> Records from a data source
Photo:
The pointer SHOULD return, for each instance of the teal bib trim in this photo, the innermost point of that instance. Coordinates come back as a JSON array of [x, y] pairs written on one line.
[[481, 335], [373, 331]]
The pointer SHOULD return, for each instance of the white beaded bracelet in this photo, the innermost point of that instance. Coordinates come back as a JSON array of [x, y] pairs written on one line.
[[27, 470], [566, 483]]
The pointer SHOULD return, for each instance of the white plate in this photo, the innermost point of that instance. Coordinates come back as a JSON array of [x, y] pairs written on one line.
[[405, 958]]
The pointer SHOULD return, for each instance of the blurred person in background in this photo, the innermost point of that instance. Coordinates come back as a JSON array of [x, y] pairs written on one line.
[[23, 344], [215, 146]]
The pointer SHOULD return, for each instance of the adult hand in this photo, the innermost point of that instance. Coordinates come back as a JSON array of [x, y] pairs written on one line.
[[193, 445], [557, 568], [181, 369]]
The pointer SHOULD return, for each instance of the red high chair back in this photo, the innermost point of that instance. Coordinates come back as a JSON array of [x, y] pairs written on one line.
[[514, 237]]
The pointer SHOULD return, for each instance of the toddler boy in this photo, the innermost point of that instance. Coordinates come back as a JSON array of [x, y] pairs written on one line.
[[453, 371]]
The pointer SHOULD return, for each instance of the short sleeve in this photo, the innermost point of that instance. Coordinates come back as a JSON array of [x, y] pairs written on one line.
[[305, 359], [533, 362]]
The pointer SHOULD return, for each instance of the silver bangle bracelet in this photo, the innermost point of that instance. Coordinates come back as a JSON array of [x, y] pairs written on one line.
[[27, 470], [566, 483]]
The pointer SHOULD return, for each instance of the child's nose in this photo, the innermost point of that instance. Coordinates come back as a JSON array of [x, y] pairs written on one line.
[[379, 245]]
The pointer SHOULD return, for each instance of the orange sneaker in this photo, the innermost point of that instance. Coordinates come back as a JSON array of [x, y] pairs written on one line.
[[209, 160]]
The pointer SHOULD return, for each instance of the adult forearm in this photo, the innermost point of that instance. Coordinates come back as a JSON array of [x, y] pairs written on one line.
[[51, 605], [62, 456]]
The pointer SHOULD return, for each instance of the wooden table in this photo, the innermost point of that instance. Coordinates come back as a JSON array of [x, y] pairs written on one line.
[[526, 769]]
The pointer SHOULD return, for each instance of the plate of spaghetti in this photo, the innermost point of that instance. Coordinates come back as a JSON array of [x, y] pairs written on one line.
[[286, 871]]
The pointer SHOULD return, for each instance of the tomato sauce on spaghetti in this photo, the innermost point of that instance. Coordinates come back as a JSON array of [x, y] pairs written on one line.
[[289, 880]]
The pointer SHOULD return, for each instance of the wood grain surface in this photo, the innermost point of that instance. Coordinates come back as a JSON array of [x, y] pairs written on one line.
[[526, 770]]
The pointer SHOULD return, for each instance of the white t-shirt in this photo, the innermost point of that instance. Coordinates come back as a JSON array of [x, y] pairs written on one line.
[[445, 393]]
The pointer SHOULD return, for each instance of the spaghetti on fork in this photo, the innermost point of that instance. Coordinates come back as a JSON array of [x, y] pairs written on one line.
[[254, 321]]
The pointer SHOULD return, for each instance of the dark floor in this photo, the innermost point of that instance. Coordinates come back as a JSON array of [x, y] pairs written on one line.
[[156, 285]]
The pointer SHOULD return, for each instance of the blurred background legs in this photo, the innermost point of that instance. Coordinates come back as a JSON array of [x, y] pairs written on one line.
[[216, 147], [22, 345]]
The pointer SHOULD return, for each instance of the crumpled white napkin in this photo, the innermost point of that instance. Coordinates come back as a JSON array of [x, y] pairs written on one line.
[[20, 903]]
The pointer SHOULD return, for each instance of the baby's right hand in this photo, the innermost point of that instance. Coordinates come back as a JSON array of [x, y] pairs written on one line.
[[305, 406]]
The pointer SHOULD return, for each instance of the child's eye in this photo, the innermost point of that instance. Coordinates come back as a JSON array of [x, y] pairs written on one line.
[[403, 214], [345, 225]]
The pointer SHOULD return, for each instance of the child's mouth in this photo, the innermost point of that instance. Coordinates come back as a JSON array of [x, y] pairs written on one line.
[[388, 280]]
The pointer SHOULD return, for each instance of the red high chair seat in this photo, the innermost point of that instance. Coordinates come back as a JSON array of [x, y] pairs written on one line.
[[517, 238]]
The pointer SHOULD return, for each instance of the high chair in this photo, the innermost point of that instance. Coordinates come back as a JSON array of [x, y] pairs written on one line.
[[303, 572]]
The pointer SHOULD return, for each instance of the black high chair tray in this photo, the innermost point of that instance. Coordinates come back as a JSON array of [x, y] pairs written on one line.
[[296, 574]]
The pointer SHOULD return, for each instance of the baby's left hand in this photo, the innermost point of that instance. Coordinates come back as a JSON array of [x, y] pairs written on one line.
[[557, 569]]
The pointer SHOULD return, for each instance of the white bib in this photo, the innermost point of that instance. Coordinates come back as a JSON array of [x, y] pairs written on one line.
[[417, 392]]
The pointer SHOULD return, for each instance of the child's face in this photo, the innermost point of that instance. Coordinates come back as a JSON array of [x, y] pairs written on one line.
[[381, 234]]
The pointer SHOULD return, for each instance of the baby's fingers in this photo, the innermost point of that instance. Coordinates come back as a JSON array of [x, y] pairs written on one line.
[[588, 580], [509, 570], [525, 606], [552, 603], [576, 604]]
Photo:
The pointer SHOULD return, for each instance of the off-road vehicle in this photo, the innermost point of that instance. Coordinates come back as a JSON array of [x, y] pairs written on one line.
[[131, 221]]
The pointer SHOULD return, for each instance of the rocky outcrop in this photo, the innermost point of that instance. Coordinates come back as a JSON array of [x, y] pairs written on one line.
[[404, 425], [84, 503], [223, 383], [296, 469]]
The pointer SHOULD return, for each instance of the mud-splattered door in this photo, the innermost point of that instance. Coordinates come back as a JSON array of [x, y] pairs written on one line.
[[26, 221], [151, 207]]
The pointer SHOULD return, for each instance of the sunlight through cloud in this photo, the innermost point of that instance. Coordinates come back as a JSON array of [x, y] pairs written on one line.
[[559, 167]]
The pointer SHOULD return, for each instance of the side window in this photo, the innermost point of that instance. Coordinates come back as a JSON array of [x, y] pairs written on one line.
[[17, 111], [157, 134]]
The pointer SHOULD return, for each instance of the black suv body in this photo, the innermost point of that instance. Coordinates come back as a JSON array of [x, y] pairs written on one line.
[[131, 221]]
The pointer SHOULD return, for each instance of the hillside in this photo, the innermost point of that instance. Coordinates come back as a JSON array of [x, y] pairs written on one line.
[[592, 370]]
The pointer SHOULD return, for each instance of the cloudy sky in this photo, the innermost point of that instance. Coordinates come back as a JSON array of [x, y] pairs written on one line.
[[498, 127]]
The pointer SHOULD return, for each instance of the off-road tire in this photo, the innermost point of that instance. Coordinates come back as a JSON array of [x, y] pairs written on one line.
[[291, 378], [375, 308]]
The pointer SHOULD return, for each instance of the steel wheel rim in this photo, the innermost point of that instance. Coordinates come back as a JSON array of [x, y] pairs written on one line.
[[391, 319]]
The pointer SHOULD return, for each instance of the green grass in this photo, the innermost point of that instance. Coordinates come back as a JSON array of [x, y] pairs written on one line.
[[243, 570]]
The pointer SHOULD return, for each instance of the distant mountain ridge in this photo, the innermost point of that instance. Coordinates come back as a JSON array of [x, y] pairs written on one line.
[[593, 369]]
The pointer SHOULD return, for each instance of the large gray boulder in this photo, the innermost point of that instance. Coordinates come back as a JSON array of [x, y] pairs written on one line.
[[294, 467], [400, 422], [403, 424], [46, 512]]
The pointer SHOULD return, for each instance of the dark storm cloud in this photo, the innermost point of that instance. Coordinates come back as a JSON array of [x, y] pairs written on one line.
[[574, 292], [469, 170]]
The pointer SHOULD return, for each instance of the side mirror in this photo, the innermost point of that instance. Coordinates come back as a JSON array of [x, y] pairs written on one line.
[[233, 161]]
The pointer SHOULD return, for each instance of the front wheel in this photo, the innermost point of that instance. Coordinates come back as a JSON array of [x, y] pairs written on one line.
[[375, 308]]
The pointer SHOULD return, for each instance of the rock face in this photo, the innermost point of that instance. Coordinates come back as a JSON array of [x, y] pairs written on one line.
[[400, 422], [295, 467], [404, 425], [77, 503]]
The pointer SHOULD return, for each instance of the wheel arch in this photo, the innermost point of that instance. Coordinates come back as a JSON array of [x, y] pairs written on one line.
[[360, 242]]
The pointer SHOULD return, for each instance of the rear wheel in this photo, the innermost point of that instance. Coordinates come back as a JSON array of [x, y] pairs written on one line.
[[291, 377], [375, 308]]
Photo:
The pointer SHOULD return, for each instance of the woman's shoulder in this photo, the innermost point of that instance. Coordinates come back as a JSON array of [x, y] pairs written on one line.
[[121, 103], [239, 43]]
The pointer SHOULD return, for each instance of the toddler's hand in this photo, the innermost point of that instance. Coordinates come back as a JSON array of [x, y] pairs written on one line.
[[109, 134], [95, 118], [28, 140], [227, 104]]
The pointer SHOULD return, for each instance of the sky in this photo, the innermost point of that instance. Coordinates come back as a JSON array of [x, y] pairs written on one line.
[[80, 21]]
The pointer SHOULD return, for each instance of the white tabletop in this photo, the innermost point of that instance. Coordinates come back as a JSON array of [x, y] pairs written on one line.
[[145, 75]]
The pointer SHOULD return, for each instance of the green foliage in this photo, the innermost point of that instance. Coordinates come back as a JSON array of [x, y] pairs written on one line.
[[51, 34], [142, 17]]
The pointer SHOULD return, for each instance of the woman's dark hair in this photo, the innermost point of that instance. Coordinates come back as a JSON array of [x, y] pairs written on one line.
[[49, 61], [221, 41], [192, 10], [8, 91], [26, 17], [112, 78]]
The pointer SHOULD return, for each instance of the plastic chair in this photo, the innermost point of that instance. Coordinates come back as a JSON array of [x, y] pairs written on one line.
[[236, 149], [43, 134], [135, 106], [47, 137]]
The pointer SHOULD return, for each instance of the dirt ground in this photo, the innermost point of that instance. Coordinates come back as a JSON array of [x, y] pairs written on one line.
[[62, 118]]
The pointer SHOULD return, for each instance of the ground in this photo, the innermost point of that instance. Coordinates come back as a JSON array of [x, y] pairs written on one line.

> SET EXERCISE
Reproduce the material above from its first line through the line containing "[[481, 335], [373, 331]]", including both ends.

> COMPLETE OUTPUT
Photo:
The pointer SHOULD return, for each instance of the teal bib trim in this photo, the innermost point of that instance. Coordinates come back as a JSON array of [x, y] pairs written on one line.
[[481, 335], [373, 331]]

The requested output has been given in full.